Start of MATERIAL TO PROCESS

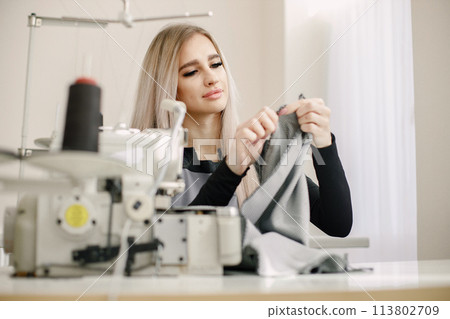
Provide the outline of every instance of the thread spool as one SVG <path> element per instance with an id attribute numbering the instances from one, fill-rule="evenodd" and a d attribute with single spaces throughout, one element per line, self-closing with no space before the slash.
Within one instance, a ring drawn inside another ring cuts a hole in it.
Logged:
<path id="1" fill-rule="evenodd" d="M 79 78 L 70 86 L 63 150 L 98 152 L 100 95 L 100 87 L 91 78 Z"/>

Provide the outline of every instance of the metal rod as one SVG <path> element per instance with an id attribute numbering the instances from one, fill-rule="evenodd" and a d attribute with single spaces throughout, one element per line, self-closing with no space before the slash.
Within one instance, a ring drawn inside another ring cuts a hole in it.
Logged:
<path id="1" fill-rule="evenodd" d="M 22 158 L 26 156 L 27 138 L 28 138 L 28 117 L 30 108 L 30 89 L 31 89 L 31 71 L 32 71 L 32 57 L 34 48 L 34 28 L 36 27 L 36 14 L 32 13 L 28 16 L 28 27 L 30 33 L 28 36 L 28 53 L 27 53 L 27 68 L 25 75 L 25 95 L 23 101 L 23 116 L 22 116 L 22 135 L 20 141 L 19 156 Z M 22 179 L 24 174 L 23 161 L 19 162 L 19 179 Z"/>
<path id="2" fill-rule="evenodd" d="M 122 0 L 122 2 L 123 2 L 123 11 L 128 12 L 130 10 L 130 1 Z"/>
<path id="3" fill-rule="evenodd" d="M 97 27 L 98 25 L 101 25 L 102 27 L 106 27 L 108 23 L 113 22 L 114 20 L 107 20 L 107 19 L 89 19 L 89 18 L 72 18 L 72 17 L 61 17 L 61 18 L 49 18 L 49 17 L 43 17 L 42 19 L 47 21 L 54 21 L 54 22 L 63 22 L 63 23 L 71 23 L 75 26 L 78 26 L 79 24 L 87 24 L 87 26 Z"/>
<path id="4" fill-rule="evenodd" d="M 154 18 L 138 18 L 138 19 L 133 19 L 133 22 L 157 21 L 157 20 L 180 19 L 180 18 L 199 18 L 199 17 L 212 17 L 212 16 L 213 16 L 212 11 L 209 11 L 207 13 L 195 13 L 195 14 L 186 12 L 184 15 L 163 16 L 163 17 L 154 17 Z"/>
<path id="5" fill-rule="evenodd" d="M 144 22 L 144 21 L 158 21 L 158 20 L 170 20 L 170 19 L 181 19 L 181 18 L 199 18 L 199 17 L 211 17 L 213 16 L 212 11 L 209 11 L 207 13 L 194 13 L 191 14 L 189 12 L 186 12 L 185 14 L 180 15 L 173 15 L 173 16 L 162 16 L 162 17 L 153 17 L 153 18 L 138 18 L 133 19 L 133 22 Z M 80 24 L 87 24 L 87 26 L 97 26 L 100 24 L 102 27 L 107 26 L 109 23 L 123 23 L 121 20 L 117 19 L 91 19 L 91 18 L 77 18 L 77 17 L 61 17 L 61 18 L 54 18 L 54 17 L 41 17 L 36 16 L 36 14 L 32 13 L 30 16 L 28 16 L 29 27 L 40 27 L 44 26 L 47 23 L 54 24 L 54 25 L 75 25 L 80 26 Z M 46 23 L 47 22 L 47 23 Z"/>
<path id="6" fill-rule="evenodd" d="M 29 21 L 35 21 L 36 15 L 33 13 L 29 17 Z M 25 75 L 25 97 L 23 101 L 23 118 L 22 118 L 22 139 L 20 148 L 25 149 L 27 147 L 28 136 L 28 111 L 30 105 L 30 88 L 31 88 L 31 71 L 32 71 L 32 56 L 34 47 L 34 22 L 29 23 L 30 34 L 28 37 L 28 54 L 27 54 L 27 68 Z"/>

End of MATERIAL TO PROCESS

# [HOW TO COMPLETE THIS TASK]
Find how many lines above include "slash"; reply with the number only.

# [OUTPUT OF THE TASK]
2